[begin Input]

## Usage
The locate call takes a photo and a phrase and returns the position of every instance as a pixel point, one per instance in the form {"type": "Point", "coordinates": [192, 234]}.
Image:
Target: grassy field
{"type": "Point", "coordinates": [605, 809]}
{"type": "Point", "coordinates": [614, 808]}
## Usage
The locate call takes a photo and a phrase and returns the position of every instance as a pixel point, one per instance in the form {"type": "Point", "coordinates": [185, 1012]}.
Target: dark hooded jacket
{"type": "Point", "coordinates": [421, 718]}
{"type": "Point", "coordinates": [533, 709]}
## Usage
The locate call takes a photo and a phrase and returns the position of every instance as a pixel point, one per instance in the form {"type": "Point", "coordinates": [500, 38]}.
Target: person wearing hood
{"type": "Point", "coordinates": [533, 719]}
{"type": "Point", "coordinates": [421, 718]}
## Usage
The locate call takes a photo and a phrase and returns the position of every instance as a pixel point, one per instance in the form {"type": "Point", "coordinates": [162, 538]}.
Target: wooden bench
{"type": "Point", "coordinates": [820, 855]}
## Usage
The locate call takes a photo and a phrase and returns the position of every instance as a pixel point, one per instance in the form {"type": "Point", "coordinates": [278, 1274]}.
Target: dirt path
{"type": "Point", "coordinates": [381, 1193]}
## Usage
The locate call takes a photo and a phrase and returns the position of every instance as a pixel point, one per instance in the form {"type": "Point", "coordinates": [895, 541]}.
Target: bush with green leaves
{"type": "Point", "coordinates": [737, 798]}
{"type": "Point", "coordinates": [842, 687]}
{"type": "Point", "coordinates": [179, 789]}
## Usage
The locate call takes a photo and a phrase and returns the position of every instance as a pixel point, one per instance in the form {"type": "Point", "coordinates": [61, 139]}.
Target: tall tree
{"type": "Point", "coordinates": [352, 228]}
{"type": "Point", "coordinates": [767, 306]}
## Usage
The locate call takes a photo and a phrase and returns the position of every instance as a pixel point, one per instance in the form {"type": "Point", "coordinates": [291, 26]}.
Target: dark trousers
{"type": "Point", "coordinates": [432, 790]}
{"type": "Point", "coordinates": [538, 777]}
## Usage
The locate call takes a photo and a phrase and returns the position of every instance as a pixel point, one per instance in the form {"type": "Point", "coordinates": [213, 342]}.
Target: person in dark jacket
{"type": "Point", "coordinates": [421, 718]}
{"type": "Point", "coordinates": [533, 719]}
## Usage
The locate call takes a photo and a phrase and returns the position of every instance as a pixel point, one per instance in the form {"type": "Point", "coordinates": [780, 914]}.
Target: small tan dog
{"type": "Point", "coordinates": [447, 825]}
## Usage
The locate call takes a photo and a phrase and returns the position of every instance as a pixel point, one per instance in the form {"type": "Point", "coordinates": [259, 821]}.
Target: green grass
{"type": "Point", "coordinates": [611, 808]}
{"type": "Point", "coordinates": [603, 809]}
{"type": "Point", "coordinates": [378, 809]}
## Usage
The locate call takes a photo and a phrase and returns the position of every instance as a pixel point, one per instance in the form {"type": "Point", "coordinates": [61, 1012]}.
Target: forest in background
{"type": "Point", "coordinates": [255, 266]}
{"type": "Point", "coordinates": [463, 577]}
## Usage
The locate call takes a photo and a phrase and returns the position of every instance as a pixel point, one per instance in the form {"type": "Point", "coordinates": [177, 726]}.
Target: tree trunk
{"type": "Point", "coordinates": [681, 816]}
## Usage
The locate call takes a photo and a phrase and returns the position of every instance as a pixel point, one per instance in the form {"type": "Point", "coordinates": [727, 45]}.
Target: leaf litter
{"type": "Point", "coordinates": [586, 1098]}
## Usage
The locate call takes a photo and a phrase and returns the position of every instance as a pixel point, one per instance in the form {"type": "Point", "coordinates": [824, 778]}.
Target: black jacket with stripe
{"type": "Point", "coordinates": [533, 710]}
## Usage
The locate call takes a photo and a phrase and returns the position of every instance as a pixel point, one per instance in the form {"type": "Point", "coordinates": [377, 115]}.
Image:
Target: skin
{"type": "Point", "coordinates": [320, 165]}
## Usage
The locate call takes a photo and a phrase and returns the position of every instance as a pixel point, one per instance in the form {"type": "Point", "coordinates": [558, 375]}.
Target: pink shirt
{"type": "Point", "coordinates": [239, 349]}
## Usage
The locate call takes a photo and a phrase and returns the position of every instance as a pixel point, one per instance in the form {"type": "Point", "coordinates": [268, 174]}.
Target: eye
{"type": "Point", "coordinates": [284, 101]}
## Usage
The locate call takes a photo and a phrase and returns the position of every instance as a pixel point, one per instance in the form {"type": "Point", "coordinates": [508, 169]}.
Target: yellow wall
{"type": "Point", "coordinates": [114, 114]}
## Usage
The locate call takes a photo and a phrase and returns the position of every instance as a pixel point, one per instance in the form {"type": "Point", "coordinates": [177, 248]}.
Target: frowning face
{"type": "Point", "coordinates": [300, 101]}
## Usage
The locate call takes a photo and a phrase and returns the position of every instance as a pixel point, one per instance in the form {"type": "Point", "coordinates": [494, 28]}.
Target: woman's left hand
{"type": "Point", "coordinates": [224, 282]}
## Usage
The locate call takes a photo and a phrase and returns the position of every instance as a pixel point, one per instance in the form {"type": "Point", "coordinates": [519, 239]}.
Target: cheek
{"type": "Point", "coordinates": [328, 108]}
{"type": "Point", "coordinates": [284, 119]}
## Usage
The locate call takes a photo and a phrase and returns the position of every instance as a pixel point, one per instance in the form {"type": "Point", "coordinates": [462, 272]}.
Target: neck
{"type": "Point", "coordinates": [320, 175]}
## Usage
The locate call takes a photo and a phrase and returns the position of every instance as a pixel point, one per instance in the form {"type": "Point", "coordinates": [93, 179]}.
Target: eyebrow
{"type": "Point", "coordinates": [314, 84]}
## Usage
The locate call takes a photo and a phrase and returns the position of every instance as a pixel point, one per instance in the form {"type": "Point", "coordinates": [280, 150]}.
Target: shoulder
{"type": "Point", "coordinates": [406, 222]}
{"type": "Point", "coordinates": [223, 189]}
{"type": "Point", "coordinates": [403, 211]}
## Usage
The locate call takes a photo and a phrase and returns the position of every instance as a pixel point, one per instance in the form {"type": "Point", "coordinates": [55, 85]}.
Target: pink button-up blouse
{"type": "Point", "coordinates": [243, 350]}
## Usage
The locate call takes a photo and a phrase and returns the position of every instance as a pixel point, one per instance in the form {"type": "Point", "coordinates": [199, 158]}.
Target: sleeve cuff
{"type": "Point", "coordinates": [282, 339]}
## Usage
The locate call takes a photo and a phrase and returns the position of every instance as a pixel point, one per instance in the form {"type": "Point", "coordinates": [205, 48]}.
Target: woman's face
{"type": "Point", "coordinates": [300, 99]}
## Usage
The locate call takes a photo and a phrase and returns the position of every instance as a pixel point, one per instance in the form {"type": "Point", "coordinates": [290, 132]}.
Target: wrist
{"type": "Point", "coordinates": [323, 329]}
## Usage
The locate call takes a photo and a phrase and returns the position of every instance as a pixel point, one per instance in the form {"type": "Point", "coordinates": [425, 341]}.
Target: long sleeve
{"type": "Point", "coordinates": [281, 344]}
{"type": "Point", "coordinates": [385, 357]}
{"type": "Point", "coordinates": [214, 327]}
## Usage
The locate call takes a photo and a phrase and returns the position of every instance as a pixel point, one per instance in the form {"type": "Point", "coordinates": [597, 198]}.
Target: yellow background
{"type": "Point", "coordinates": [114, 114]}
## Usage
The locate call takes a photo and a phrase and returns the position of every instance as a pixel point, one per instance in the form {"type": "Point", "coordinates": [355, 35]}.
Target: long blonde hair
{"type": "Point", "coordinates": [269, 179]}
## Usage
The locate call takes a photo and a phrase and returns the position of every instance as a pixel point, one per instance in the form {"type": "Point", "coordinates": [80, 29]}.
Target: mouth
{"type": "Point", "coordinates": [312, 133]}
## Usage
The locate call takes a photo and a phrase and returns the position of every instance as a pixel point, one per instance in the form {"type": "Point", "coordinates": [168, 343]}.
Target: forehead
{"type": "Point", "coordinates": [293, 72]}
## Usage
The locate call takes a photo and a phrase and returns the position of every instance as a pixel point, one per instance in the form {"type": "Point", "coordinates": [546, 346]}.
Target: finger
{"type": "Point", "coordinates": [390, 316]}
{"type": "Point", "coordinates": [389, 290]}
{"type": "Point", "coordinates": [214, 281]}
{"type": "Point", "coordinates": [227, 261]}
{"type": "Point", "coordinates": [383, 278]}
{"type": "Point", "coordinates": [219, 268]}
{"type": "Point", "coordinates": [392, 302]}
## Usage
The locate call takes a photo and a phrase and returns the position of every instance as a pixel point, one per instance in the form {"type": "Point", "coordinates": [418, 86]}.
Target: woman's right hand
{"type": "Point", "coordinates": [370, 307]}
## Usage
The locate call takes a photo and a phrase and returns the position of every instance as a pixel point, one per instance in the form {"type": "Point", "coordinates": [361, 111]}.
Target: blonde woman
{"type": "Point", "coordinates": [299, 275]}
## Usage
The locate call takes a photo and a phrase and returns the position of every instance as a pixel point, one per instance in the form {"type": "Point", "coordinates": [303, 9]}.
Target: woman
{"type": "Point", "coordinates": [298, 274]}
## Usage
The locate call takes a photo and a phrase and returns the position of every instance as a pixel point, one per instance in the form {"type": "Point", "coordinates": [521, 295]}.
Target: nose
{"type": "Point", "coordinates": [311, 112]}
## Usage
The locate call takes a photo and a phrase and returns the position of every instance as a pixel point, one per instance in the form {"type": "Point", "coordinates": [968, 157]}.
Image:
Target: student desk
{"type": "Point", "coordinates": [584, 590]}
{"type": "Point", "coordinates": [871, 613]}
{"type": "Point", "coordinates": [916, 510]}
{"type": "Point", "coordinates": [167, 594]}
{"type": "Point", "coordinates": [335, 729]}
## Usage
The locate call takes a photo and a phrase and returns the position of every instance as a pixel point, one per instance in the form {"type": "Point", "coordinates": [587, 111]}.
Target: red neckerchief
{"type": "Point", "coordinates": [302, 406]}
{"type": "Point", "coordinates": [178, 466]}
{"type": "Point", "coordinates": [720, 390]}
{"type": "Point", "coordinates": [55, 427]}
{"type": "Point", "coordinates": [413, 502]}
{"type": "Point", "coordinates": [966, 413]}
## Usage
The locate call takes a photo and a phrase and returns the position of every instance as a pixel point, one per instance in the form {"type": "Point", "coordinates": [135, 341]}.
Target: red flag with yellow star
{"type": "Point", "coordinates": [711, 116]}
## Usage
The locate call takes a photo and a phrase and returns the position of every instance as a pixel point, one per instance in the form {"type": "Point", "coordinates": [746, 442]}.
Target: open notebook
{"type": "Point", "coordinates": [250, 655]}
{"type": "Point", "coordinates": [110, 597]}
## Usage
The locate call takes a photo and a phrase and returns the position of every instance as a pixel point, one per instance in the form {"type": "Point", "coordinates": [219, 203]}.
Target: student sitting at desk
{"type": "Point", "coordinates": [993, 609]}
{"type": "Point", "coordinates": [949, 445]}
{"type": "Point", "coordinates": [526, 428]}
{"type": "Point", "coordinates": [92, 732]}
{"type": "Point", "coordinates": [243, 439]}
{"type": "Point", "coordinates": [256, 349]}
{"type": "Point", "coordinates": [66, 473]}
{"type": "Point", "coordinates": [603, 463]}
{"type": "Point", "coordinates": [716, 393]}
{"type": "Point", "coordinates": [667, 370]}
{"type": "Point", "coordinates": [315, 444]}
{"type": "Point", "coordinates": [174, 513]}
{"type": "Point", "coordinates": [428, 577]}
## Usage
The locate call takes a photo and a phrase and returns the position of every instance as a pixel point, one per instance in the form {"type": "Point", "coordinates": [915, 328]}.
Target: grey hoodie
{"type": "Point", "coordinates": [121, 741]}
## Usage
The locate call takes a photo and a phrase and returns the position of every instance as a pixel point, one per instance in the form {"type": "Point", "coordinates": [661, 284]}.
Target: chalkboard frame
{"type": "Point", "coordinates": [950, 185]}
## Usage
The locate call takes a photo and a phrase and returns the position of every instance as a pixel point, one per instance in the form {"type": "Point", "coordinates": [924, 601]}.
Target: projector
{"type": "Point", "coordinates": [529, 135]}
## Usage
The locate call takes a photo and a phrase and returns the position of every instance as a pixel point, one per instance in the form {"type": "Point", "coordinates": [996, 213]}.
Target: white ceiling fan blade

[end Input]

Goal » How many lines in the rows above contain the string "hand"? Reply with the number alone.

Final answer » 2